> _WHAT IS EXPECTED_
Extract each line of the material below that contains the string "image", matching case exactly.

________________________

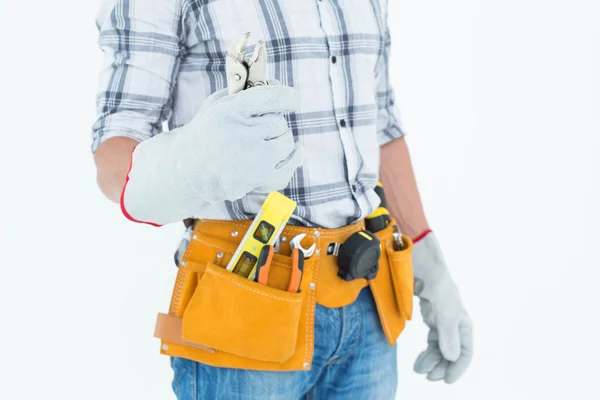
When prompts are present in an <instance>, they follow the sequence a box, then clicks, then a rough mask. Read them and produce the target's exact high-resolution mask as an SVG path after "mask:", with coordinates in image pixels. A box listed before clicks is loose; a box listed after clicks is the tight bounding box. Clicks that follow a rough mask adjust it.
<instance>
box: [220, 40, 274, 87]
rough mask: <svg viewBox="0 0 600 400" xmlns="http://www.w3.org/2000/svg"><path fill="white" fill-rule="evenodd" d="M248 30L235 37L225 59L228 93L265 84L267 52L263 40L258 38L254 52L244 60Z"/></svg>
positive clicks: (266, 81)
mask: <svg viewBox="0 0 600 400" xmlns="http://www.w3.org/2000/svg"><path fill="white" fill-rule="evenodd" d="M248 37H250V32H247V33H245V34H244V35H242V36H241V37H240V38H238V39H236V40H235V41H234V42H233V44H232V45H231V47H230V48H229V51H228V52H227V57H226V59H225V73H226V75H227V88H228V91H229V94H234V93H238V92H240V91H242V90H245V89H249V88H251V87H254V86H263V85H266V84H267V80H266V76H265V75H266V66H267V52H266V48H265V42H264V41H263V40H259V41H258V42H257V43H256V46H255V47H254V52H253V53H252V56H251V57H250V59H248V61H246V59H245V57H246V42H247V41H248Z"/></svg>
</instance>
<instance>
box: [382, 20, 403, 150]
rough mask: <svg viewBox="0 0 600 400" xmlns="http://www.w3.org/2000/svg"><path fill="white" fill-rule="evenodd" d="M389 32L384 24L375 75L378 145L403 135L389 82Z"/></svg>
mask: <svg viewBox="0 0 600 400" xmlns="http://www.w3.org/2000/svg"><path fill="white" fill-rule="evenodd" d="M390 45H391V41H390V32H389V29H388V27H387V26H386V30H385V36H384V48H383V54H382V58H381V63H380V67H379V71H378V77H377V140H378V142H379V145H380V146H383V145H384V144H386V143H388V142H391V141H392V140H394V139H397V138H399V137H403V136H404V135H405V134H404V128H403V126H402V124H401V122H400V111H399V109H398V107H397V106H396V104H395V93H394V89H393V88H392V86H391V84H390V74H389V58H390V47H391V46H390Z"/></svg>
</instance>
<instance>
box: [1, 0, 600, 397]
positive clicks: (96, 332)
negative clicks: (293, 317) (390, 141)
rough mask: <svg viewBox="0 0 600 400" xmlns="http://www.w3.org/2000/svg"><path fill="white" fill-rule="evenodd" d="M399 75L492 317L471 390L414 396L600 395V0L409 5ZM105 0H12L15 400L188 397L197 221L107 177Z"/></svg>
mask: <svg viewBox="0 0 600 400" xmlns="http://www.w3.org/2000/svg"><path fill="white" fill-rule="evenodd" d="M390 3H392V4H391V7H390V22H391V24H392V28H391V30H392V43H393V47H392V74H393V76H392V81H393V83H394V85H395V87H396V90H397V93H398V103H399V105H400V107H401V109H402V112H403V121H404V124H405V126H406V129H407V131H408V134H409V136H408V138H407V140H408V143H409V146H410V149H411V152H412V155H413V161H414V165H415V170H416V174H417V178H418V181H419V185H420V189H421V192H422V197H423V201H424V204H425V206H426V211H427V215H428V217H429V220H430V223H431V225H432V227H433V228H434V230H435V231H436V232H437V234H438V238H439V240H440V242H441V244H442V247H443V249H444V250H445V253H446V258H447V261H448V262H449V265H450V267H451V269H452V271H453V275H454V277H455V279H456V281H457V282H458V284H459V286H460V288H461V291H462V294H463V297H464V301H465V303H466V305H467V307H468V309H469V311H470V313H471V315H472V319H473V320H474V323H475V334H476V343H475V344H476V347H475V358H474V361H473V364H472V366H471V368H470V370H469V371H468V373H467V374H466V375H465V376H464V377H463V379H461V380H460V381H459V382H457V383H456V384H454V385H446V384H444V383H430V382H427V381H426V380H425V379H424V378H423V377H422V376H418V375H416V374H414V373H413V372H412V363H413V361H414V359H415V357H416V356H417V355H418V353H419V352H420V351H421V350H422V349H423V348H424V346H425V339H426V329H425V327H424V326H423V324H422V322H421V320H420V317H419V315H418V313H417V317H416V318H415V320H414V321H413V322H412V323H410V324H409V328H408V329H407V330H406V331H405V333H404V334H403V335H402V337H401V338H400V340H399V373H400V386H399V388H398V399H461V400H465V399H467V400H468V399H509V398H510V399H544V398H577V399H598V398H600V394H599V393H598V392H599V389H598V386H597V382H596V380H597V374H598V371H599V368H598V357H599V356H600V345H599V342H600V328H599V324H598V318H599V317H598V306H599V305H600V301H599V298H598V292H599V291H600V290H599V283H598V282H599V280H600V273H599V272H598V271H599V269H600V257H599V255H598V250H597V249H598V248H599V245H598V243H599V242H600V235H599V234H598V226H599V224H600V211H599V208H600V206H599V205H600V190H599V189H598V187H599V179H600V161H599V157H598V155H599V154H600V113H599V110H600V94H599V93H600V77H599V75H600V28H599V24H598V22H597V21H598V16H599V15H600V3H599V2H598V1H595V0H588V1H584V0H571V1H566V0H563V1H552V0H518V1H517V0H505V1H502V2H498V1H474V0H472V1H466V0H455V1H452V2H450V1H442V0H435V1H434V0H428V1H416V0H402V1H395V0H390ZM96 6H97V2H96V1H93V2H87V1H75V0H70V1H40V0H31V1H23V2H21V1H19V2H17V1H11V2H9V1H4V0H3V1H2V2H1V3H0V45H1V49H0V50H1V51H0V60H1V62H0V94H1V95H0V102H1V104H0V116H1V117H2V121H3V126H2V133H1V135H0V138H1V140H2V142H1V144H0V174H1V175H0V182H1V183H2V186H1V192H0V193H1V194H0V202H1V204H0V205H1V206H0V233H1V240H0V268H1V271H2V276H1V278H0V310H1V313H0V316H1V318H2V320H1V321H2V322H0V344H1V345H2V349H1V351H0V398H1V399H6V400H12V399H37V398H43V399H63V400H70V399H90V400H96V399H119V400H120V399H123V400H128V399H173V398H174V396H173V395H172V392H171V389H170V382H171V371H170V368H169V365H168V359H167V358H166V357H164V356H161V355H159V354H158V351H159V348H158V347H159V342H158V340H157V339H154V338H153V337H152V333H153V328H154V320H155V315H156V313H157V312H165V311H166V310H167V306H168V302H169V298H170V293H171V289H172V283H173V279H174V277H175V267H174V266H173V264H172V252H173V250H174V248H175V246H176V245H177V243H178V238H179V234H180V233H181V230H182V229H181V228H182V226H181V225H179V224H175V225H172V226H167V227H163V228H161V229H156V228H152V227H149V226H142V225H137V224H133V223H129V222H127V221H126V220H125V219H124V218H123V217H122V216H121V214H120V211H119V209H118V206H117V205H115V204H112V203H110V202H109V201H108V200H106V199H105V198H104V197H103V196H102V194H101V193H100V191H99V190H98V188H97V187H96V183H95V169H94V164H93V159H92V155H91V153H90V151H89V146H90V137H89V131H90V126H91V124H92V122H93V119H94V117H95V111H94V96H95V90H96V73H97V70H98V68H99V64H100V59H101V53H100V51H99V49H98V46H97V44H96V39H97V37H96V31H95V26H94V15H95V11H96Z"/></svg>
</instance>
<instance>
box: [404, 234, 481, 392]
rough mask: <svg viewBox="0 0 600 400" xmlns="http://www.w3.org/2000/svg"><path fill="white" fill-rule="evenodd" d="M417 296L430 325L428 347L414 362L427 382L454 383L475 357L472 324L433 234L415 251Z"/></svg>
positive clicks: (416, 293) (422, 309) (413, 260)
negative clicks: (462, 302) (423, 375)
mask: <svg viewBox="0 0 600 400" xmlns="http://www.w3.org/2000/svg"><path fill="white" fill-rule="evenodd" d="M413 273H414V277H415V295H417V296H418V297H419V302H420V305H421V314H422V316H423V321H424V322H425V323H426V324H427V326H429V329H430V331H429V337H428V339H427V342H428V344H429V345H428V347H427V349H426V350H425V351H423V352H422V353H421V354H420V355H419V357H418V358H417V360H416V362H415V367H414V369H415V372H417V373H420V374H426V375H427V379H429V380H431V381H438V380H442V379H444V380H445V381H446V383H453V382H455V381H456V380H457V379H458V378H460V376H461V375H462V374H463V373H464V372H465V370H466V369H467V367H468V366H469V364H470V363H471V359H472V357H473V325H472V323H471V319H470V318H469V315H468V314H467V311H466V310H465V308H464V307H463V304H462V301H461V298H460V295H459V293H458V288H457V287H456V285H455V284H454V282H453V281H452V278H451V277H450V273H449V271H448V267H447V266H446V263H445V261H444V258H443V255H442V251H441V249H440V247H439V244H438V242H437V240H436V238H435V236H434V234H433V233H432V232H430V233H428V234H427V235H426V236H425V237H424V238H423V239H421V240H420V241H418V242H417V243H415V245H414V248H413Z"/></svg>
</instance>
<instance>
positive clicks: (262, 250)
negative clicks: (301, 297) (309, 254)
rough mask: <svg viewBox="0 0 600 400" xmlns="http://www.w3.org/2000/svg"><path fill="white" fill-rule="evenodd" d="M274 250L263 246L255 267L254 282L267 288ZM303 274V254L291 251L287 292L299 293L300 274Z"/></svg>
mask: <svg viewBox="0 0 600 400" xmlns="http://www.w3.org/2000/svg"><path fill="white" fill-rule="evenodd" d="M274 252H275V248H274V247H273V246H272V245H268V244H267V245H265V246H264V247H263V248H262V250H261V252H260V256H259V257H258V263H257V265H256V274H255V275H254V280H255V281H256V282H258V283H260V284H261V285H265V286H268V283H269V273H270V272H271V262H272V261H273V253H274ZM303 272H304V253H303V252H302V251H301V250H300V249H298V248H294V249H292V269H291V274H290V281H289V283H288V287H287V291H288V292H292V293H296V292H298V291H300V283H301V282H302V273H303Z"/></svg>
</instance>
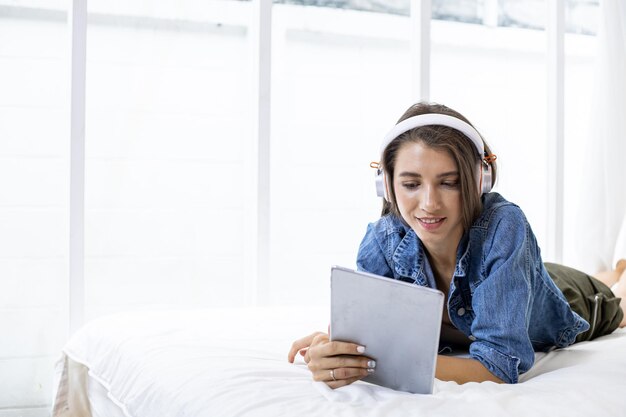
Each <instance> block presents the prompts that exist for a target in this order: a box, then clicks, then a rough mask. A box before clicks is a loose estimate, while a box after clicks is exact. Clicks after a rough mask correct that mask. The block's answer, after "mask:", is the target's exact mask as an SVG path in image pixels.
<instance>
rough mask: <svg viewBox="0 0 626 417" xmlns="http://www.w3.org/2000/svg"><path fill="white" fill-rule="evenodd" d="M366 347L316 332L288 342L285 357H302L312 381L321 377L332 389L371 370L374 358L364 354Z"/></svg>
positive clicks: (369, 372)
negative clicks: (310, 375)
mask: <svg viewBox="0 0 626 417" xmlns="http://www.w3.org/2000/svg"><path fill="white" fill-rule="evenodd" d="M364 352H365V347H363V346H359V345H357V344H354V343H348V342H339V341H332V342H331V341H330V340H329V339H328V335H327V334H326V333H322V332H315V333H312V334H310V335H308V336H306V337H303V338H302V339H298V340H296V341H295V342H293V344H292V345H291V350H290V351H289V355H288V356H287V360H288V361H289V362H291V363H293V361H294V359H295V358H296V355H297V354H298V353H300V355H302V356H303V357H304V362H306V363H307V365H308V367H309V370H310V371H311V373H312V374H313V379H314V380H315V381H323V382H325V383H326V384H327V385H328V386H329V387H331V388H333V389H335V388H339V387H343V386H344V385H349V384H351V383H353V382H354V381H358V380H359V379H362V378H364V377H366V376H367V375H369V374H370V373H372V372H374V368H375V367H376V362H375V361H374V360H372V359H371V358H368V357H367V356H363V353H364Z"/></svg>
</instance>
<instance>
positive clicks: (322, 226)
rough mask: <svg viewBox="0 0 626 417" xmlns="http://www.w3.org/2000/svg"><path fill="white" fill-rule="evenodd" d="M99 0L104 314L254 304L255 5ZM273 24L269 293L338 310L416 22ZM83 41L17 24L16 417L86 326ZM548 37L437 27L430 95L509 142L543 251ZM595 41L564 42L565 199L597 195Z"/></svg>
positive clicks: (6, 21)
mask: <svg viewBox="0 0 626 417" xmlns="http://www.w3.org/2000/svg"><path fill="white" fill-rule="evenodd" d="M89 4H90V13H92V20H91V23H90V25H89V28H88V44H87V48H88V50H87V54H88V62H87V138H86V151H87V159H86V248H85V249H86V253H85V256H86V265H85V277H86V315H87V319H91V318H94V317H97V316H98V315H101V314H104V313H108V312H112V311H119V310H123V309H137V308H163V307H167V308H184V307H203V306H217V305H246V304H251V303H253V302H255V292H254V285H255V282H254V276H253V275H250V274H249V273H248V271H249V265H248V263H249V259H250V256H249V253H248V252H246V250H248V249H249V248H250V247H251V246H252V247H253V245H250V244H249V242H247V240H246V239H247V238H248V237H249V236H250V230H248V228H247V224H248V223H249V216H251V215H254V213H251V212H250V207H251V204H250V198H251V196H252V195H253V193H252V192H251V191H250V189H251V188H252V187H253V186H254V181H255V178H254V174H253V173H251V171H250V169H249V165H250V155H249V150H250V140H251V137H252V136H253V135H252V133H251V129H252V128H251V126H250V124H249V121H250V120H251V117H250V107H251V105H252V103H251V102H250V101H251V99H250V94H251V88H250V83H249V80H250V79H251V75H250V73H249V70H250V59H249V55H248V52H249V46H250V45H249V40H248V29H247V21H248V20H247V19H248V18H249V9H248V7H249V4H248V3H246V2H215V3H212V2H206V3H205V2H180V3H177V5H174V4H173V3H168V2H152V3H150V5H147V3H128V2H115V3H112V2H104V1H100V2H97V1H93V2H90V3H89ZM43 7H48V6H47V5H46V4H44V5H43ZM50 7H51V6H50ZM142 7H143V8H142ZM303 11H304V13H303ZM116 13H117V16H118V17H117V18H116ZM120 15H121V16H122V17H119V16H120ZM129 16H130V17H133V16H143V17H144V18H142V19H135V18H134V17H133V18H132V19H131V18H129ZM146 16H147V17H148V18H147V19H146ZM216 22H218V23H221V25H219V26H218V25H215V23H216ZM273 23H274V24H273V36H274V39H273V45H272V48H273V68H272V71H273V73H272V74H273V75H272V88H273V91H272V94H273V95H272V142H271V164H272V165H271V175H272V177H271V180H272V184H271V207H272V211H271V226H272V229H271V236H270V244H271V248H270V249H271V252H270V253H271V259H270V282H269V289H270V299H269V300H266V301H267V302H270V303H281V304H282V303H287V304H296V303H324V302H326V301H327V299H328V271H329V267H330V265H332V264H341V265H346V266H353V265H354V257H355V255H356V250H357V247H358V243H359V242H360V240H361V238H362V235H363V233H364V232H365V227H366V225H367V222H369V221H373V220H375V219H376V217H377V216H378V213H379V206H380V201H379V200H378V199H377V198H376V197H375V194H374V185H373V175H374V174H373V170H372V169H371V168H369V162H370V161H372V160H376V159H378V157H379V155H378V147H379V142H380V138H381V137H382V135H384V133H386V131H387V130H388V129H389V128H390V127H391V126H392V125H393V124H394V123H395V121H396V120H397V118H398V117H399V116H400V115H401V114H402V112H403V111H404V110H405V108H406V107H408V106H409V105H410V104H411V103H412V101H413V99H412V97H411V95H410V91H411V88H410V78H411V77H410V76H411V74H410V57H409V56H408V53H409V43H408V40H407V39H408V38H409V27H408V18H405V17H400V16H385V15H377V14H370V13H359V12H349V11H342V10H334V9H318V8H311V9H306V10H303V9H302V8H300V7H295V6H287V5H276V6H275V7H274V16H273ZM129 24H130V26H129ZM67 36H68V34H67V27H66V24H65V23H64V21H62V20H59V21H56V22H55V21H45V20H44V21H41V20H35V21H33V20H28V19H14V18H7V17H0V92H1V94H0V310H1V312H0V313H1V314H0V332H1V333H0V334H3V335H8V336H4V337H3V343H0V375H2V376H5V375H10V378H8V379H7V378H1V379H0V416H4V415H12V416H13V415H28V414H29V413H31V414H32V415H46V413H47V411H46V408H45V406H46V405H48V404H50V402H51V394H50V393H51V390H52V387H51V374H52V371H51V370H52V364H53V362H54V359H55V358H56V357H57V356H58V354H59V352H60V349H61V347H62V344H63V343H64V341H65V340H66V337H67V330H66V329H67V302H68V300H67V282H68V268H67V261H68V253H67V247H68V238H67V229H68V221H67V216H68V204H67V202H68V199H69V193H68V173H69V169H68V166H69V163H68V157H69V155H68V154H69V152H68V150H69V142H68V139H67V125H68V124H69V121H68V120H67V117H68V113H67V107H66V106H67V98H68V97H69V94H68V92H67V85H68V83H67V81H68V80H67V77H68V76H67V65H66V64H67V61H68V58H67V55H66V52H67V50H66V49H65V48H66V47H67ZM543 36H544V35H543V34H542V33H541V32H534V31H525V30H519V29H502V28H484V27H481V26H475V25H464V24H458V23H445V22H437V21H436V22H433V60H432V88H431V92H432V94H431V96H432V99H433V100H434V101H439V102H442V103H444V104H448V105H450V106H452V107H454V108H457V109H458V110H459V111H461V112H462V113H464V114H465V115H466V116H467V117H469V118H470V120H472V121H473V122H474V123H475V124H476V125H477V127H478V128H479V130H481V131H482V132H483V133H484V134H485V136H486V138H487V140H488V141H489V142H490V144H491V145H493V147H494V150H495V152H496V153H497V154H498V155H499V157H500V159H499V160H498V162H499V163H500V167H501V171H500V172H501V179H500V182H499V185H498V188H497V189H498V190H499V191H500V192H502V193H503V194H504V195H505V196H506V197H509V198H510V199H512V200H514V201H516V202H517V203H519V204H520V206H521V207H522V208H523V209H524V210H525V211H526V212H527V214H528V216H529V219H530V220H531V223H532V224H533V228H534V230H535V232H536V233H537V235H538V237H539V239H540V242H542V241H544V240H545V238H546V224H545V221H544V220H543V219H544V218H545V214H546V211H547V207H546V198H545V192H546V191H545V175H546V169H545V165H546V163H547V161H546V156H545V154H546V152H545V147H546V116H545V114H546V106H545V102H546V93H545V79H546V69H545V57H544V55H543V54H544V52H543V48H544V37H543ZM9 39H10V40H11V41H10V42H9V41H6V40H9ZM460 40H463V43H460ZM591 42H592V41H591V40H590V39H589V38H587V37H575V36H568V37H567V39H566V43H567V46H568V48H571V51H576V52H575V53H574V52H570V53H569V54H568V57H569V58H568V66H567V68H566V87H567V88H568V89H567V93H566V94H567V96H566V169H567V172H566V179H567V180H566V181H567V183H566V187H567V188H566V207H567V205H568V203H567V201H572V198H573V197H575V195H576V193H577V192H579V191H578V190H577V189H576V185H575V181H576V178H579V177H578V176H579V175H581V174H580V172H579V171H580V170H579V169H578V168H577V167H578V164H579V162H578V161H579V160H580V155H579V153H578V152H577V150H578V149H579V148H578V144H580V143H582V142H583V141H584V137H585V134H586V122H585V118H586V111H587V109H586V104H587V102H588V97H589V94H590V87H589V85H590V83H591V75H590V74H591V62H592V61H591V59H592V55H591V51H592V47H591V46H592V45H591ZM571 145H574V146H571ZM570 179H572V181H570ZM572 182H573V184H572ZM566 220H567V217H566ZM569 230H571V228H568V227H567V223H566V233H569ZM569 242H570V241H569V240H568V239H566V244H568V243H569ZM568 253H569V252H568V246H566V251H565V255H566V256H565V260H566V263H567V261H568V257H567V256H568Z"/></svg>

________________________

> _EXERCISE RESPONSE_
When prompts are present in an <instance>, they follow the sequence a box, then clicks, then a rough mask. Read them and produce the target's exact high-resolution mask as an SVG path after "mask:", with coordinates in image pixels. A box listed before clicks is loose; a box listed after clicks is the tight bounding box. Clicks that follow a rough mask adjust it.
Each <instance> block presents the prompts that exist for a target in this order: a box, then clicks, then a rough mask. A box before clicks is a loose estimate, while a box after clicks is exact. Clicks after a rough mask correct that mask. The block's answer, after "mask:", is the target's exact mask as an SVG path in image pixels.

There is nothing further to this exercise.